What is needed is an exact transcription of every entry below.

[Records excerpted from a collection]
::::::::
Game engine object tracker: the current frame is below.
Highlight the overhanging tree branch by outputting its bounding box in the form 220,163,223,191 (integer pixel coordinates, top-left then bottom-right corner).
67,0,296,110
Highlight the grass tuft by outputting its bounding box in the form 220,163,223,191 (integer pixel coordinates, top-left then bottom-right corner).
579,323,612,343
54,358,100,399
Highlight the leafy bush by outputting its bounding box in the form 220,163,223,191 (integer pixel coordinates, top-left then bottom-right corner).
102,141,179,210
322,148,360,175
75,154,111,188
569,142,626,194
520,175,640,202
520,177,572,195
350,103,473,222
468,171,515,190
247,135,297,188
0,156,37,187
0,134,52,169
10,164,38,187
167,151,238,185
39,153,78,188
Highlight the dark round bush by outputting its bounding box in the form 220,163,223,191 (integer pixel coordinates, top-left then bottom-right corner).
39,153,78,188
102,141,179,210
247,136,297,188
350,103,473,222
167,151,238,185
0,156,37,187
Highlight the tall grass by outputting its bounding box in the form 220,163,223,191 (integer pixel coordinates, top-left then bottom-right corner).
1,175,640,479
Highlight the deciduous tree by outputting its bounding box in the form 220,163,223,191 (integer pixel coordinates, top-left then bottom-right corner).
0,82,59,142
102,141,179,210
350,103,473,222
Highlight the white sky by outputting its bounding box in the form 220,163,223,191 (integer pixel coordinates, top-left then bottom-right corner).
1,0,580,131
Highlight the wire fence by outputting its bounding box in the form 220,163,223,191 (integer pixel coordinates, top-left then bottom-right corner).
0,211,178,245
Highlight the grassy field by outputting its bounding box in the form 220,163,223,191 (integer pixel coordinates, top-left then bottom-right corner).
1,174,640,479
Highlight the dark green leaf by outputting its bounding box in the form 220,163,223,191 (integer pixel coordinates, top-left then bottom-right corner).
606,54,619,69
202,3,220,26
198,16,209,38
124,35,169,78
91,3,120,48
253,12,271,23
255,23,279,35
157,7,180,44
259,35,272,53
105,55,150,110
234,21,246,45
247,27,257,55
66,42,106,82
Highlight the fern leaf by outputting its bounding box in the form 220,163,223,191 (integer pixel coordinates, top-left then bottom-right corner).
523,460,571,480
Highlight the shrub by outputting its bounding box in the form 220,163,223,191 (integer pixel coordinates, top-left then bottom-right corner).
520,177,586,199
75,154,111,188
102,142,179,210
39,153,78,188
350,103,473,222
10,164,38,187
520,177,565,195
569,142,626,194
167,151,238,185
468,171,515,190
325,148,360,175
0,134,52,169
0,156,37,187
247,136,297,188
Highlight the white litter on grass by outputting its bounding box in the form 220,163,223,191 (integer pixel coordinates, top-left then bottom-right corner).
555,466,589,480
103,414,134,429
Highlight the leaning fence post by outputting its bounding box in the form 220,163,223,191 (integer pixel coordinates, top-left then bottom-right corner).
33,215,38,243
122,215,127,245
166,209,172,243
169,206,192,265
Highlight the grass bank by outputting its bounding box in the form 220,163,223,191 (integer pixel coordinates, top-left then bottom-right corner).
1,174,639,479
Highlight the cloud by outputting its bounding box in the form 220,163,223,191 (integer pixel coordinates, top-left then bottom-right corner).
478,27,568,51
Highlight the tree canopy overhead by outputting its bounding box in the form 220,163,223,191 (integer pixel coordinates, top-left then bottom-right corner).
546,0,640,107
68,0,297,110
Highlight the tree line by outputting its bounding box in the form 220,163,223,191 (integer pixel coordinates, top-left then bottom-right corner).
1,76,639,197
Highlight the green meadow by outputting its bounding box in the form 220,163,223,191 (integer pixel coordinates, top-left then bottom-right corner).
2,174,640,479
::::::::
Task output:
Game engine object tracker: the current frame is below.
Highlight the overhanging tree branch by outputting its bounding box in the form 220,163,223,191 (integer pixel coordinates, top-left then bottom-right corner).
67,0,296,110
Highlight the grass tuft by outputting its bounding box in the form 220,163,223,191 (integer pixel coordinates, top-left then bottom-right corner).
579,323,612,343
54,358,100,399
Highlight the leafy bush by outputting its bounding box in the form 220,163,223,191 (integer pixel coordinates, top-left then bottom-right corner).
102,141,179,210
322,148,360,175
75,154,111,188
569,142,626,194
520,175,640,202
520,177,572,195
350,103,473,222
468,171,515,190
247,135,297,188
0,156,37,187
0,134,52,169
10,164,38,187
167,151,238,185
39,153,78,188
Highlight the dark round bush by outputting its bounding box in the form 220,163,223,191 (integer pixel coordinates, top-left then bottom-right corner).
39,153,78,188
102,141,179,210
247,136,297,188
350,103,473,222
167,151,238,185
0,156,37,187
Highlight the tall grass by outputting its bounding box in the form 220,163,223,191 (integer pixel coordinates, top-left then bottom-right corner).
1,175,640,479
Highlight the deciduous tree by outputting its bounding box in the form 220,163,223,191 (integer pixel coordinates, top-left then bottom-right corner).
0,82,59,142
102,141,179,210
350,103,473,222
Highlight the white sky by outputting its bounding box in the form 220,163,223,191 (integer pixel coordinates, top-left then bottom-right corner).
1,0,580,131
Highlight the wire fence by outputting its bounding box in the form 220,163,223,191 (integer pixel coordinates, top-left then bottom-right corner).
0,211,178,245
Highlight the grassy field by outputting its bounding box in the form 220,163,223,191 (integer pixel coordinates, top-left then bottom-right corner).
1,174,640,479
Highlight the dark green leaf by outputting its bounding box in the form 220,163,223,191 (integer pixel coordinates, top-left then bottom-right corner).
606,54,619,69
202,3,220,26
198,16,209,38
124,35,169,78
91,3,120,48
253,12,271,23
255,23,279,35
157,7,180,44
259,35,272,53
105,55,150,110
234,21,246,45
247,27,257,55
66,42,106,82
Highlight the fern leaf by outputting its bounding box in the form 220,163,223,191 (integer pixel coordinates, top-left then bottom-right corner).
523,460,571,480
Highlight the shrub by outputting its bounding box in the form 220,163,223,191 (integer pixel coordinates, top-left then bottom-right corner).
520,177,586,199
75,154,111,188
102,142,179,210
39,153,78,188
350,103,473,222
10,164,38,187
520,177,565,195
569,142,626,194
167,151,238,185
468,171,515,190
325,148,360,175
0,134,52,169
0,156,37,187
247,136,297,188
Highlight the white litter on grass by outputting its bounding box in the form 220,163,223,191 (integer pixel coordinates, top-left then bottom-right corner).
555,466,589,480
103,414,134,429
Highlight the leaning fence post by outputting its bounding box in the form 220,163,223,191 (integer pixel coordinates, top-left then bottom-right corner).
33,215,38,243
122,215,127,245
166,209,172,243
169,206,192,265
Highlight the grass bank by outputting its bounding box in the form 220,163,223,191 (integer pixel coordinates, top-left then bottom-right corner).
1,174,639,479
Highlight the cloud by outputting its bounding box in the form 220,163,223,191 (integer pixel coordinates, top-left then bottom-right corner).
478,27,568,51
Highlight the tree canopy overhead by outputting its bounding box in the form 220,163,223,191 (integer pixel coordinates, top-left then bottom-right corner).
546,0,640,107
68,0,297,110
Highlight the tree line by outputting its bounding box in the form 220,163,223,191 (integer pixel coordinates, top-left then bottom-right corner).
1,76,639,197
Highlight the green meadow by outputting its bounding box in the form 220,163,223,191 (integer pixel coordinates, top-left then bottom-right corner).
2,174,640,479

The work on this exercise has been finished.